WHAT ARE YOUR THOUGHTS ON FACELIFT?
As people age, the effects of gravity, exposure to the sun, and the stresses of daily life can be seen in their faces. Yet they still feel young and are troubled by these signs of facial aging. Deep creases form between the nose and mouth; the jaw-line grows slack and jowly; folds and fat deposits appear around the neck.
A facelift (technically known as rhytidectomy) can’t stop this aging process. What it can do is “set back the clock,” improving the most visible signs of aging by restoring lost fat, tightening underlying muscles, and redraping the skin of your face and neck. A facelift can be done alone, or in conjunction with other procedures such as a forehead lift, eyelid surgery, or laser peel.
If you’re considering a facelift, this presentation will give you a basic understanding of the procedure when it can help, how it’s performed, and what results you can expect. Since a lot depends on the individual patient and the surgeon, please ask your surgeon about anything you don’t understand during your consultation.
THE BEST CANDIDATES FOR A FACELIFT:
The best candidate for a facelift is a man or woman with the following complaints:
- The face and neck have begun to sag, but the skin still has some elasticity and bone structure is strong and well defined.
- Most patients are in their forties to sixties, but facelifts can be done successfully on people in their seventies or eighties as well.
A facelift can make you look younger and fresher, and it may enhance your self- confidence in the process. But it can’t give you a totally different look, nor can it restore the health and vitality of your youth. Before you decide to have surgery, think carefully about your expectations and discuss them with Dr Dolynchuk.

- RECORD SET
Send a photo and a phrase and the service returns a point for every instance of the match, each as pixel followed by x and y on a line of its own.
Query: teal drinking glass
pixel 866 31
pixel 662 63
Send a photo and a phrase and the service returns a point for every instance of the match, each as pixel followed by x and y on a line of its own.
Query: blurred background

- COMPLETE THE FOLLOWING
**1.** According to the facelift text, what is the technical term for a facelift?
**2.** Extend the facelift text by writing what comes after its final sentence.

- RESULTS OF THE TASKS
**1.** Rhytidectomy.

**2.**
ALL SURGERY CARRIES SOME UNCERTAINTY AND RISK:
When a facelift is performed by a qualified plastic surgeon such as Dr Dolynchuk, complications are infrequent and usually minor. Still, individuals vary greatly in their anatomy, their physical reactions, and their healing abilities, and the outcome is never completely predictable.
Complications that can occur include hematoma (a collection of blood under the skin that must be removed by the surgeon), injury to the nerves that control facial muscles (usually temporary), infection, and reactions to the anesthesia. Poor healing of the skin is most likely to affect smokers.
You can reduce your risks by closely following our advice both before and after surgery.
You’ll have some scars from your facelift, but they’re usually hidden by your hair or in the natural creases of your face and ears. In any case, they’ll fade within time and should be scarcely visible.
Having a facelift doesn’t stop the clock. Your face will continue to age with time, and you may want to repeat the procedure one or more times-perhaps five or ten years down the line. But in another sense, the effects of even one facelift are lasting; years later, you’ll continue to look better than if you’d never had a facelift at all.